*Exercise brief*
Gather each line in the entries below that contains the word "positive" and copy every such line in full.

Stored data entries:
────

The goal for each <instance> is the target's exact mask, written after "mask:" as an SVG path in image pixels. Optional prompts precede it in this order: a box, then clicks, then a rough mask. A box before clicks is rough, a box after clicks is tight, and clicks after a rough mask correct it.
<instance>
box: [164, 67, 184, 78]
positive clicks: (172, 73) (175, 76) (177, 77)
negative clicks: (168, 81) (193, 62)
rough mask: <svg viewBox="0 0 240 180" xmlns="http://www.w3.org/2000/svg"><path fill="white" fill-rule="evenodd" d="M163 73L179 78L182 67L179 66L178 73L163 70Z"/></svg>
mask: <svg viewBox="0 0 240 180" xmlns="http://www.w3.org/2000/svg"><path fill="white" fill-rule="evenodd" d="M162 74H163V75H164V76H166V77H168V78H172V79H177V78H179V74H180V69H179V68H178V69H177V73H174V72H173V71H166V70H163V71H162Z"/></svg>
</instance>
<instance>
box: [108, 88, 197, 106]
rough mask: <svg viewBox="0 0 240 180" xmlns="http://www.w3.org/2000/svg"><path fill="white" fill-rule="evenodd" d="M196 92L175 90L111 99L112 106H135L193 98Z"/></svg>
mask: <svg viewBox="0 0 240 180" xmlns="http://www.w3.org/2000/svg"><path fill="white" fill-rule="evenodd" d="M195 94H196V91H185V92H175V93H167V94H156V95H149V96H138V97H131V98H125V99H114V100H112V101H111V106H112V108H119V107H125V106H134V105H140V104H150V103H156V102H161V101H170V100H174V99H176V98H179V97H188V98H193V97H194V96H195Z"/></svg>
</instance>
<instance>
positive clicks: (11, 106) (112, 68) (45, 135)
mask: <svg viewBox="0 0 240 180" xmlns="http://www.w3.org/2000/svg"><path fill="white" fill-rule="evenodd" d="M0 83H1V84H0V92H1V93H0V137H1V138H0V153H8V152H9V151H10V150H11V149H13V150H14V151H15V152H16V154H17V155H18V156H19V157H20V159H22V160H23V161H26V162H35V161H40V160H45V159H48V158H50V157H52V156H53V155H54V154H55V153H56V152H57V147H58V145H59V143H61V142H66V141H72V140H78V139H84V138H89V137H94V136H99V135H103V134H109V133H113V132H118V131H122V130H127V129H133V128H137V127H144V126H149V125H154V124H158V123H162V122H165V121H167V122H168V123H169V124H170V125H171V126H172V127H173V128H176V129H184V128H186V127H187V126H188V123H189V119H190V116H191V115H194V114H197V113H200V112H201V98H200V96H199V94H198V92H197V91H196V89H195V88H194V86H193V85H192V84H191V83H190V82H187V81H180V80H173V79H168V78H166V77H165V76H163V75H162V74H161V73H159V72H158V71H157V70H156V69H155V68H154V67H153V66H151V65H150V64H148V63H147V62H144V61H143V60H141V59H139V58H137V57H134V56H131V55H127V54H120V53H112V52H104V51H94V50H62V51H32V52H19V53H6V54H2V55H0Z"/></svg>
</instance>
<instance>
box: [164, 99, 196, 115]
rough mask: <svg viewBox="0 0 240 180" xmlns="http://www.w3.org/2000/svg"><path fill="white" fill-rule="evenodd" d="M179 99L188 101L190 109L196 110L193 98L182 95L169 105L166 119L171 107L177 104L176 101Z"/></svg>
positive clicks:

────

*Expected output*
positive clicks: (172, 73) (175, 76) (177, 77)
positive clicks: (11, 106) (112, 68) (45, 135)
positive clicks:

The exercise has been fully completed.